(Point labeling dataset excerpts)
· · · · · · ·
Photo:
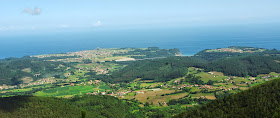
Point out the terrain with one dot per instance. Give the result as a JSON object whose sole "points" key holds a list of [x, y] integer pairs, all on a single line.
{"points": [[149, 82]]}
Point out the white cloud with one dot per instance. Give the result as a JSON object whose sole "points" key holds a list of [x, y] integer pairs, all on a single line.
{"points": [[97, 24], [35, 11], [64, 26]]}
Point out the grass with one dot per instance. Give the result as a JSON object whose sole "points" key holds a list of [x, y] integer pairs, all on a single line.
{"points": [[67, 90]]}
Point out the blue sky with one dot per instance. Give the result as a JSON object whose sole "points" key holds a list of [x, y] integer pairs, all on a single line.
{"points": [[25, 16]]}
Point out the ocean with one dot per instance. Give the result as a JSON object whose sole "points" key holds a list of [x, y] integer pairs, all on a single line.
{"points": [[188, 40]]}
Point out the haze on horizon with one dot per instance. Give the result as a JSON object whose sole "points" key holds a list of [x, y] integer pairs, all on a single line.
{"points": [[43, 16]]}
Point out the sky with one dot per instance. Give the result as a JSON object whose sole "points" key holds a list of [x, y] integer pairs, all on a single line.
{"points": [[47, 16]]}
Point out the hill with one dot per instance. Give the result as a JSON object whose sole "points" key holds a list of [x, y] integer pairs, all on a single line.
{"points": [[258, 102], [235, 51], [174, 67], [39, 107]]}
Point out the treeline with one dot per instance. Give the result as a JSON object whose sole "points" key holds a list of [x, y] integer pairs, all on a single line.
{"points": [[151, 52], [212, 56], [244, 66], [12, 69], [157, 70], [38, 107], [174, 67], [261, 101]]}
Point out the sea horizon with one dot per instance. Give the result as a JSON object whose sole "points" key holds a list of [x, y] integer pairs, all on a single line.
{"points": [[188, 40]]}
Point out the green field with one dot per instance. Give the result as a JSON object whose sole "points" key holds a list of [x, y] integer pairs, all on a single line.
{"points": [[66, 91]]}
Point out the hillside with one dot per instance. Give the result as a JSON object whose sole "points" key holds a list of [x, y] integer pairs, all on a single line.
{"points": [[174, 67], [38, 107], [235, 51], [258, 102]]}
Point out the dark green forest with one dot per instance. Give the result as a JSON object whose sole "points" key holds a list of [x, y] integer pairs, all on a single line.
{"points": [[151, 52], [174, 67], [11, 69], [49, 107], [261, 101], [157, 70]]}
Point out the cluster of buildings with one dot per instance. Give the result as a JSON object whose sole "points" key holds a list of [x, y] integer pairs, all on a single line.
{"points": [[117, 94]]}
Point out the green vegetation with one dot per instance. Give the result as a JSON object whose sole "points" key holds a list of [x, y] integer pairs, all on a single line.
{"points": [[94, 106], [259, 101]]}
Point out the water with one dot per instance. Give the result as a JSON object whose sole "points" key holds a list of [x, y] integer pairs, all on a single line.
{"points": [[188, 40]]}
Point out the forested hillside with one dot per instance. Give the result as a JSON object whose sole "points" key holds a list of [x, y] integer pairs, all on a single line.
{"points": [[12, 70], [243, 66], [174, 67], [235, 51], [157, 70], [261, 101], [38, 107]]}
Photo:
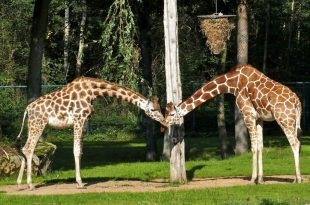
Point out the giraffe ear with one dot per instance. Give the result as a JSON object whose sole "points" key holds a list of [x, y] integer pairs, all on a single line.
{"points": [[154, 100], [170, 106]]}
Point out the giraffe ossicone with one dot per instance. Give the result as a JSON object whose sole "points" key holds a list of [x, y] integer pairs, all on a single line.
{"points": [[71, 106], [259, 98]]}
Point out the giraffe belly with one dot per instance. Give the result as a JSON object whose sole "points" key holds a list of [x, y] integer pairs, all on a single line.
{"points": [[60, 123], [266, 116]]}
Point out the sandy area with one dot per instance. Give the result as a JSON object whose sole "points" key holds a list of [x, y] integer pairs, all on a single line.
{"points": [[140, 186]]}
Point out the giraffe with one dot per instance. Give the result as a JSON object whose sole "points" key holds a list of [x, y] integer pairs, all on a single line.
{"points": [[71, 106], [260, 99]]}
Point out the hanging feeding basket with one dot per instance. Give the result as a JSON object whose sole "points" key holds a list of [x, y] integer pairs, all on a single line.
{"points": [[216, 28]]}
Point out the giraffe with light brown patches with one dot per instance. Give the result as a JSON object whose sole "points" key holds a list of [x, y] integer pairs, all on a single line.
{"points": [[71, 106], [259, 98]]}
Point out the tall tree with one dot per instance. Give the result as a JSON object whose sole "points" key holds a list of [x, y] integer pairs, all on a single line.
{"points": [[79, 59], [267, 22], [290, 36], [38, 35], [66, 37], [221, 113], [241, 134], [174, 90], [146, 66]]}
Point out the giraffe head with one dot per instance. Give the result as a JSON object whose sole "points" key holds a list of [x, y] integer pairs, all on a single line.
{"points": [[152, 109], [173, 115]]}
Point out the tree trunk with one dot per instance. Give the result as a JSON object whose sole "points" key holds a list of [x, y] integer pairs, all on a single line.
{"points": [[66, 37], [267, 22], [38, 35], [145, 43], [79, 59], [290, 35], [174, 91], [242, 58], [221, 113]]}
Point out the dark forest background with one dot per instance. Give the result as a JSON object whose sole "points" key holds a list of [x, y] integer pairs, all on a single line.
{"points": [[124, 43]]}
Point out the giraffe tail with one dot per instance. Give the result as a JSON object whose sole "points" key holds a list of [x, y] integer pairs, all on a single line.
{"points": [[18, 140], [298, 128]]}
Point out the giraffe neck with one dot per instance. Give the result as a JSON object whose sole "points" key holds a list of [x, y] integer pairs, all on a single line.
{"points": [[226, 83], [106, 88]]}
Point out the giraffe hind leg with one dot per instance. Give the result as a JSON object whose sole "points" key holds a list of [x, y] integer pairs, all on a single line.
{"points": [[77, 151], [34, 133], [292, 135]]}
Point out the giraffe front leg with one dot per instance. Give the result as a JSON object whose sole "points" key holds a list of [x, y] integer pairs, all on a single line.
{"points": [[251, 125], [21, 172], [29, 171], [259, 133], [77, 151]]}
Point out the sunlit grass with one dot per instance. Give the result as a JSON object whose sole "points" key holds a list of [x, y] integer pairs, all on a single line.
{"points": [[105, 160]]}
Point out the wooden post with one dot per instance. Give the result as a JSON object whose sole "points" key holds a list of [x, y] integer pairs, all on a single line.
{"points": [[174, 90]]}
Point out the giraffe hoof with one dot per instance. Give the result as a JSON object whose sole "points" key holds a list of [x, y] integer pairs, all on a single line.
{"points": [[253, 181], [31, 187], [260, 181], [81, 186], [297, 180]]}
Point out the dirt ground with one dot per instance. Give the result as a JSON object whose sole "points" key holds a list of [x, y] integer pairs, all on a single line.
{"points": [[140, 186]]}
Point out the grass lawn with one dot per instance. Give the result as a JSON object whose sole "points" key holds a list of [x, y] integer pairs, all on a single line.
{"points": [[110, 160]]}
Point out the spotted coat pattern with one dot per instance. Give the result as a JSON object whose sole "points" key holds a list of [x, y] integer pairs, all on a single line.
{"points": [[259, 98], [71, 106]]}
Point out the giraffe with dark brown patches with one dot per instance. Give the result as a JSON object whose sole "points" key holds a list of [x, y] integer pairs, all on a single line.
{"points": [[259, 98], [71, 106]]}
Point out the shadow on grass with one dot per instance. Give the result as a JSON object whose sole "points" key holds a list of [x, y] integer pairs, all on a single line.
{"points": [[90, 181], [271, 202], [190, 173]]}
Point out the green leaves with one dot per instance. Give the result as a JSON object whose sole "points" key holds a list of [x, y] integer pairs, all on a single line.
{"points": [[120, 52]]}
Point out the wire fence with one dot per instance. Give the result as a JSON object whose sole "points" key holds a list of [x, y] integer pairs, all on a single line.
{"points": [[113, 116]]}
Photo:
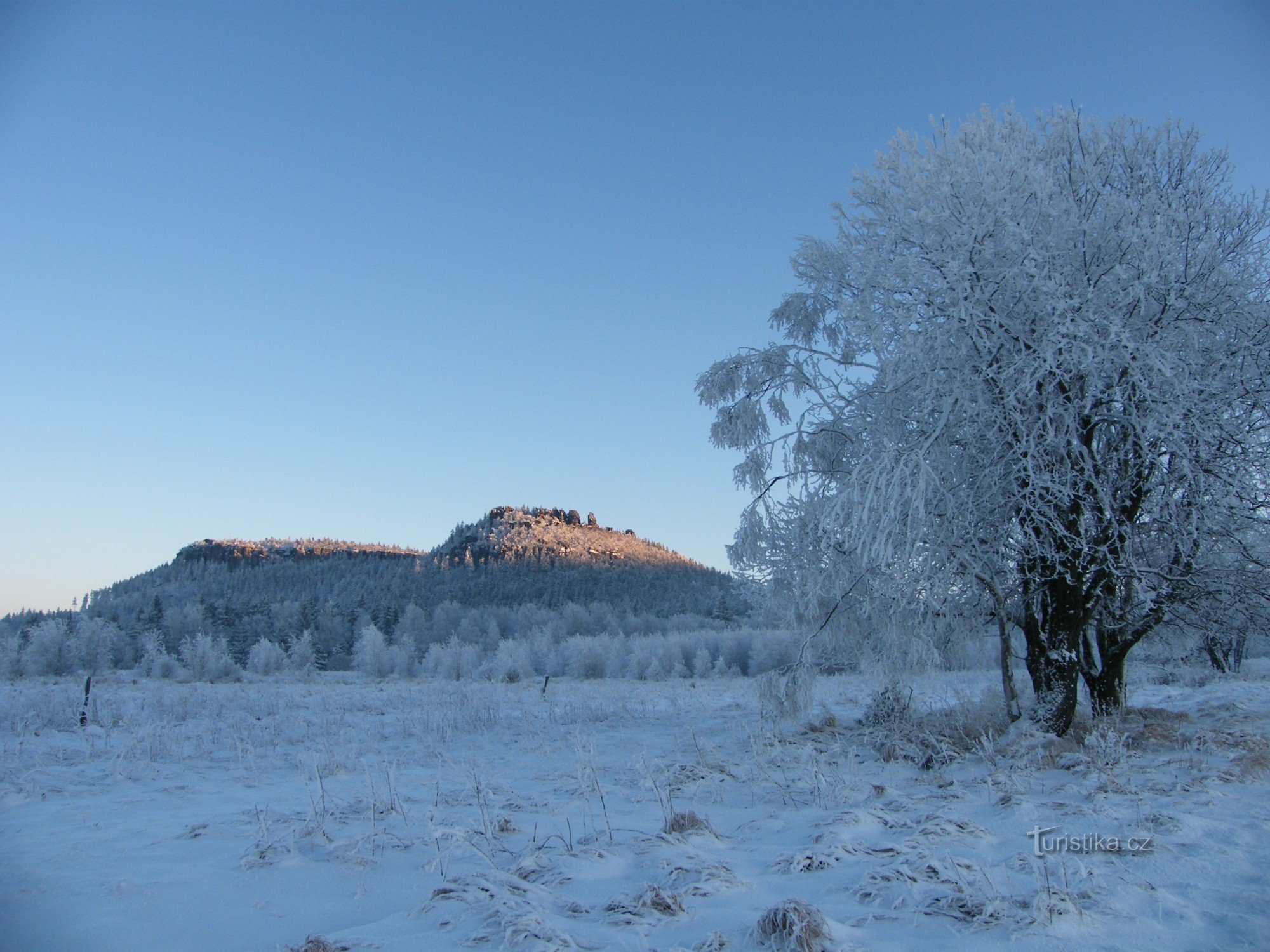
· · · · · · ·
**GOAL**
Copy out the whole listing above word for word, leaving out the pictures.

**SOLUTION BELOW**
Photo:
Point out the terrain with one dot per instance. Give the result as a JSON object whose sole "points" key holds a list of [x, y] integer pairs, all on a single line.
{"points": [[149, 82]]}
Point out the white cloud with one dot per instance. Give the result as a JSON object whose sole "points" key holds a list of [x, y] integer pairs, all on a single line.
{"points": [[97, 24], [35, 11], [64, 26]]}
Point out the grass with one dot per instance. Give the result as a JSON object whose sole "points" key holds a list of [x, y] integer pairs, all on a single line.
{"points": [[67, 90]]}
Point out the blue sky with one dot per instance. Give the result as a JSON object whose sole "points" key holds a list of [x, y] integer pairs, all on a single line.
{"points": [[25, 16]]}
Point out the ocean with one dot per instance. Give the result as a JSON object whose sole "points" key holds a list of [x, y] integer pairs, all on a single line.
{"points": [[188, 40]]}
Point out the haze on horizon with one dot per instance. Give the result as a JSON object whose sole "points" key holds a list of [x, y] integer pairs, all on a single line.
{"points": [[43, 16]]}
Point out the sky with one dot per instance. Give the result as a JSON object whose sole "points" key holds a list of [x, y] integer pairs, all on a single line.
{"points": [[47, 16]]}
Point out the hill with one dot per instance. Give the result as a JSON object whose sole "points" key holds a list of [x, y] integer pairs, all on a single line.
{"points": [[258, 102], [235, 51], [174, 67], [39, 107]]}
Point out the treeline with one dot per instance. Give the result as a JSON object whose sole "points" key holds a list of [x, y] integer pairs, all on a single line.
{"points": [[151, 52], [212, 56], [244, 66], [12, 69], [157, 70], [38, 107], [174, 67], [261, 101]]}
Point out the sea horizon with one dot per instance. Give the result as a JSON object whose sole "points" key holds a list of [x, y] integer pairs, all on a single line.
{"points": [[188, 40]]}
Point out the green field with one dot per instance. Give the result as a JSON object whose sole "points" key holds a list of [x, y] integer pairs, all on a single line.
{"points": [[66, 91]]}
Point out the hillside with one dot per instance. Give the result as a JSON object whose sole "points" key holds a list of [x, y] integer pairs, all on a single line.
{"points": [[174, 67], [38, 107], [235, 51], [258, 102]]}
Point out the dark green forest with one dot per instance. Give the result as a JSON object whose sole "points" key holds a list of [x, y] integer pairs, all on a single line.
{"points": [[151, 52], [174, 67], [11, 69], [49, 107], [261, 101], [157, 70]]}
Point out the cluster of buildings with one dot per instance. Give the result as a JSON object whose sole "points" key holds a list of [x, y] integer pairs, all on a single line.
{"points": [[117, 94]]}
Point out the green vegetation with one dot per instance. Give the result as a JSON object whose sole "points" key holds a list of [x, y] integer pairs, all on a single line.
{"points": [[94, 106], [259, 101]]}
Point out the water with one dot per instance. Give the result as a JSON object whose sole "points" key holds a list of [x, y] integer pairs, all on a single line.
{"points": [[188, 40]]}
Point out the forested hillside with one dot per instance. Give the result as a JSON object whose sole "points" key holds a list of [x, y] integer pairs, all on a single line.
{"points": [[12, 70], [243, 66], [174, 67], [235, 51], [157, 70], [261, 101], [38, 107]]}
Photo:
Point out the giraffe ear with one dot per instance. Give the result as a JSON object whose sole "points" key holds a list of [x, y] integer pairs, all on a single line.
{"points": [[154, 100], [170, 106]]}
Point out the giraffe ossicone with one dot per instance. Give the result as a JSON object whose sole "points" key holds a list of [x, y] integer pairs, all on a single line.
{"points": [[71, 106], [259, 98]]}
Point out the giraffe belly with one dot per instance. Give the result as a JSON object whose sole "points" key holds a list of [x, y] integer pairs, all on a single line.
{"points": [[60, 123], [266, 116]]}
Point out the sandy area with one dot per instance. Give the result as a JSON object whose sole "points" key holds a list of [x, y] integer pairs, all on a single line.
{"points": [[140, 186]]}
Point out the giraffe with one dot per instance. Give the result as a JSON object whose sole "points" key holds a list of [x, y] integer pairs, all on a single line.
{"points": [[71, 106], [260, 99]]}
Point out the hanging feeding basket with one dot per instance. Give the result as a JSON object whose sole "points" key holds a list of [x, y] integer pairs, all on a single line.
{"points": [[216, 28]]}
Point out the giraffe with light brown patches with one dot per instance. Give the result as a JSON object whose sole "points" key holds a list of [x, y] integer pairs, all on a single line.
{"points": [[71, 106], [259, 98]]}
Point out the tall tree with one dot per instance. Give the result as a JSON object whose sole "points" key holds a list of [x, y] integer pairs, all on a single line.
{"points": [[79, 59], [267, 22], [290, 36], [38, 35], [66, 37], [221, 113], [241, 134], [174, 90], [146, 66]]}
Point out the giraffe head with one dot per instance. Give the result as a JSON object whose sole "points" key holds a list of [x, y] integer pairs, all on a single line.
{"points": [[152, 109], [173, 115]]}
Point out the tree trunk with one dot per instance. Give the result as a JSON object whose sole "points" key holds a list of [x, y] integer pairs, all on a single line.
{"points": [[66, 37], [267, 22], [38, 35], [145, 43], [79, 59], [290, 35], [174, 91], [242, 58], [221, 113]]}
Point out the dark forest background with one dot per instance. Give the result as a JSON object whose sole "points" key holds a list of [x, y] integer pairs, all on a single line.
{"points": [[124, 43]]}
Point out the giraffe tail with one dot per instance. Give the result as a JSON object whose sole "points" key holds a list of [x, y] integer pairs, all on a single line.
{"points": [[18, 140], [298, 128]]}
Point out the giraffe neck with one dot per instance. Give the result as a JSON object whose sole "points" key holds a list of [x, y] integer pairs, all on a single line.
{"points": [[226, 83], [106, 88]]}
Point out the giraffe hind leg with one dot per instance. Give the result as a JSON object whose sole "points" key holds a list of [x, y] integer pairs, all on a single line.
{"points": [[77, 151], [34, 133], [292, 135]]}
Point out the giraffe front leg with one dot per instance. Give the result as a JSON object whose sole "points" key holds a list of [x, y] integer pairs, all on a single line.
{"points": [[251, 125], [21, 172], [29, 171], [259, 133], [77, 151]]}
Point out the sunlit grass with one dot per instance. Give the result as a JSON object whose sole "points" key holds a list of [x, y] integer pairs, all on a single line.
{"points": [[105, 160]]}
Point out the wooden post with one dot per instance. Give the result as a JSON object whose sole "points" key holds a list of [x, y] integer pairs, all on a single line.
{"points": [[174, 90]]}
Point out the giraffe hoof with one dot per instance. Give the result as a JSON object whose sole "points" key holds a list of [x, y] integer pairs, all on a single line.
{"points": [[253, 181], [31, 187], [260, 181], [81, 186], [297, 180]]}
Point out the dirt ground with one dot per instance. Give the result as a JSON object whose sole "points" key holds a list of [x, y] integer pairs, all on a single line.
{"points": [[140, 186]]}
Point out the grass lawn with one dot per instance. Give the result as a JSON object whose sole "points" key holds a list of [x, y] integer pairs, all on a single line.
{"points": [[110, 160]]}
Point out the spotted coat pattern with one dot per instance. Give the result as a JSON object whose sole "points" key holds a list of [x, y] integer pairs, all on a single line.
{"points": [[259, 98], [71, 106]]}
Point out the giraffe with dark brown patches with one dot per instance. Give the result as a JSON object whose sole "points" key holds a list of [x, y] integer pairs, all on a single line.
{"points": [[259, 98], [71, 106]]}
Point out the shadow on grass with one dot per instance. Give the result as a JSON object whose sole "points" key holds a list of [x, y] integer pairs, all on a single line.
{"points": [[90, 181], [271, 202], [190, 173]]}
Point out the green leaves with one dot per instance. Give the result as a JSON object whose sole "points" key holds a list of [x, y] integer pairs, all on a single line.
{"points": [[120, 52]]}
Point out the wire fence with one dot per instance. Give the result as a JSON object whose sole "points" key holds a list of [x, y] integer pairs, all on a single line.
{"points": [[113, 116]]}
Photo:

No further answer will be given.